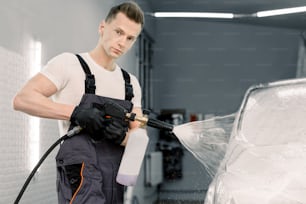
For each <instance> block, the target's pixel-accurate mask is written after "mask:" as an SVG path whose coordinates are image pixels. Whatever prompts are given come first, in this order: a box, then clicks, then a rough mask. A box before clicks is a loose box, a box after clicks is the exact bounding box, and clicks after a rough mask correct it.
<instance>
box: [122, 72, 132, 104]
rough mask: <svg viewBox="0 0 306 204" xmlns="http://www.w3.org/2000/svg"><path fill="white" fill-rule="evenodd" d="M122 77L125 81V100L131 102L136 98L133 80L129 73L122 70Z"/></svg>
mask: <svg viewBox="0 0 306 204" xmlns="http://www.w3.org/2000/svg"><path fill="white" fill-rule="evenodd" d="M121 71H122V75H123V78H124V81H125V100H128V101H131V100H132V98H133V97H134V93H133V86H132V84H131V78H130V75H129V73H127V71H125V70H124V69H122V68H121Z"/></svg>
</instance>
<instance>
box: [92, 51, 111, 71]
mask: <svg viewBox="0 0 306 204" xmlns="http://www.w3.org/2000/svg"><path fill="white" fill-rule="evenodd" d="M89 55H90V56H91V58H92V59H93V60H94V61H95V62H96V63H97V64H98V65H100V66H102V67H104V68H105V69H107V70H109V71H113V70H114V69H115V60H114V59H113V58H111V57H109V56H107V55H106V53H105V52H103V51H102V50H100V49H97V48H95V49H93V50H92V51H90V52H89Z"/></svg>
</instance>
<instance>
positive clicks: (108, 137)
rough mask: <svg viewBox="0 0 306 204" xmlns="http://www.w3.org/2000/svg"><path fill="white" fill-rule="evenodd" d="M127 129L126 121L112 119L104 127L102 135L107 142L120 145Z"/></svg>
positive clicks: (128, 123)
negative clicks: (103, 136) (109, 142)
mask: <svg viewBox="0 0 306 204" xmlns="http://www.w3.org/2000/svg"><path fill="white" fill-rule="evenodd" d="M128 127H129V122H128V121H126V120H121V119H117V118H112V119H111V122H109V124H108V125H107V126H106V127H105V130H104V134H103V135H104V137H105V138H106V139H107V140H109V141H111V142H113V143H115V144H118V145H120V144H121V143H122V142H123V140H124V138H125V136H126V133H127V131H128Z"/></svg>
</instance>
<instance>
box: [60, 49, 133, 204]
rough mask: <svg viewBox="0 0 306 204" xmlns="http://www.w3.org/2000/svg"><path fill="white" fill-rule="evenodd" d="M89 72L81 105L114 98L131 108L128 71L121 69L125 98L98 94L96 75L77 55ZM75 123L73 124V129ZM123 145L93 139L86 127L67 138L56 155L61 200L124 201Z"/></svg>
mask: <svg viewBox="0 0 306 204" xmlns="http://www.w3.org/2000/svg"><path fill="white" fill-rule="evenodd" d="M77 57H78V59H79V61H80V63H81V65H82V68H83V70H84V72H85V74H86V80H85V94H84V95H83V97H82V99H81V102H80V104H79V106H84V107H92V106H93V104H94V103H97V104H101V105H103V104H104V103H105V102H106V101H107V100H112V101H115V102H117V103H119V104H120V105H121V106H123V107H124V108H126V109H127V110H128V112H131V110H132V106H133V105H132V103H131V99H132V97H133V88H132V85H131V84H130V76H129V74H128V73H127V72H126V71H124V70H123V69H122V73H123V76H124V80H125V90H126V91H125V99H126V100H119V99H112V98H107V97H102V96H98V95H95V79H94V75H92V74H91V72H90V69H89V67H88V65H87V64H86V62H85V61H84V60H83V59H82V58H81V57H80V56H79V55H77ZM71 128H72V126H71V127H70V129H71ZM123 151H124V147H122V146H120V145H116V144H113V143H112V142H110V141H107V140H103V139H102V140H94V139H93V138H92V137H90V136H89V134H88V133H86V131H85V130H84V131H81V132H80V133H79V134H78V135H76V136H73V137H71V138H69V139H66V140H65V141H64V142H63V143H62V144H61V146H60V149H59V152H58V154H57V156H56V165H57V191H58V202H59V204H122V203H123V193H124V186H122V185H121V184H118V183H117V182H116V175H117V172H118V169H119V164H120V161H121V158H122V154H123Z"/></svg>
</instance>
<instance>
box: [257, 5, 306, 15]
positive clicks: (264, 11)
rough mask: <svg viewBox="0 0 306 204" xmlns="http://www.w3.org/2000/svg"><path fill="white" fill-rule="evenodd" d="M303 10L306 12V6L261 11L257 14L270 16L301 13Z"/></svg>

::::

> **What you need to do**: Reproduce the entire listing above word for word, omitting the pictures.

> **Result of this exercise**:
For each <instance> block, the target's pixel-accurate mask is written after "mask:" as an SVG path whose coordinates are image pixels. Whatever prompts are given come first, in this order: a box, then clicks, then a rough mask. A box before clicks is a loose box, a box after clicks is the exact bounding box, and clicks after a rough mask correct it.
<instance>
box: [122, 72, 132, 104]
rough mask: <svg viewBox="0 0 306 204" xmlns="http://www.w3.org/2000/svg"><path fill="white" fill-rule="evenodd" d="M122 77L125 81V100L131 102L136 98L133 80L129 73L122 70Z"/></svg>
mask: <svg viewBox="0 0 306 204" xmlns="http://www.w3.org/2000/svg"><path fill="white" fill-rule="evenodd" d="M121 71H122V75H123V78H124V81H125V100H128V101H131V100H132V98H133V97H134V93H133V86H132V84H131V78H130V75H129V73H127V71H125V70H124V69H122V68H121Z"/></svg>
</instance>
<instance>
box: [92, 51, 111, 71]
mask: <svg viewBox="0 0 306 204" xmlns="http://www.w3.org/2000/svg"><path fill="white" fill-rule="evenodd" d="M89 55H90V56H91V58H92V59H93V60H94V61H95V62H96V63H97V64H98V65H100V66H102V67H104V68H105V69H107V70H109V71H113V70H114V69H115V60H114V59H113V58H111V57H109V56H107V55H106V53H105V52H103V51H102V50H100V49H97V48H95V49H93V50H92V51H90V52H89Z"/></svg>
</instance>
<instance>
positive clicks: (108, 137)
rough mask: <svg viewBox="0 0 306 204" xmlns="http://www.w3.org/2000/svg"><path fill="white" fill-rule="evenodd" d="M127 129L126 121L112 119L104 127L102 135L107 142L120 145Z"/></svg>
positive clicks: (128, 123)
negative clicks: (103, 136) (109, 142)
mask: <svg viewBox="0 0 306 204" xmlns="http://www.w3.org/2000/svg"><path fill="white" fill-rule="evenodd" d="M128 127H129V122H128V121H126V120H121V119H117V118H112V119H111V122H109V124H108V125H107V126H106V127H105V130H104V134H103V135H104V137H105V138H106V139H107V140H109V141H111V142H113V143H115V144H118V145H120V144H121V143H122V142H123V140H124V138H125V136H126V133H127V131H128Z"/></svg>
</instance>
<instance>
box: [60, 49, 133, 204]
rough mask: <svg viewBox="0 0 306 204" xmlns="http://www.w3.org/2000/svg"><path fill="white" fill-rule="evenodd" d="M89 72L81 105L114 98L131 108L128 71L121 69L125 98L98 94L96 75L77 55ZM75 123L73 124V129ZM123 145L93 139L86 127L67 138L56 155L61 200L124 201Z"/></svg>
mask: <svg viewBox="0 0 306 204" xmlns="http://www.w3.org/2000/svg"><path fill="white" fill-rule="evenodd" d="M77 57H78V59H79V61H80V63H81V65H82V68H83V70H84V72H85V74H86V80H85V94H84V95H83V97H82V99H81V102H80V104H79V106H84V107H92V106H93V104H94V103H97V104H101V105H103V104H104V103H105V102H106V101H107V100H112V101H115V102H117V103H119V104H120V105H121V106H123V107H124V108H126V109H127V110H128V112H131V110H132V106H133V105H132V103H131V99H132V97H133V88H132V85H131V84H130V76H129V74H128V73H127V72H126V71H124V70H123V69H122V73H123V76H124V80H125V90H126V91H125V99H126V100H119V99H112V98H107V97H102V96H98V95H95V79H94V75H92V74H91V72H90V69H89V67H88V65H87V64H86V62H85V61H84V60H83V59H82V58H81V57H80V56H79V55H77ZM71 128H72V126H71V127H70V129H71ZM123 151H124V147H122V146H120V145H116V144H113V143H112V142H110V141H107V140H103V139H102V140H94V139H93V138H92V137H90V136H89V134H88V133H86V131H85V130H84V131H81V132H80V133H79V134H78V135H76V136H73V137H71V138H69V139H66V140H65V141H64V142H63V143H62V144H61V146H60V149H59V152H58V154H57V156H56V165H57V191H58V202H59V204H122V203H123V193H124V186H122V185H121V184H118V183H117V182H116V175H117V172H118V169H119V164H120V161H121V158H122V154H123Z"/></svg>
</instance>
<instance>
box: [257, 5, 306, 15]
positive clicks: (264, 11)
rough mask: <svg viewBox="0 0 306 204" xmlns="http://www.w3.org/2000/svg"><path fill="white" fill-rule="evenodd" d="M303 10L306 12V6L261 11L257 14L270 16L301 13Z"/></svg>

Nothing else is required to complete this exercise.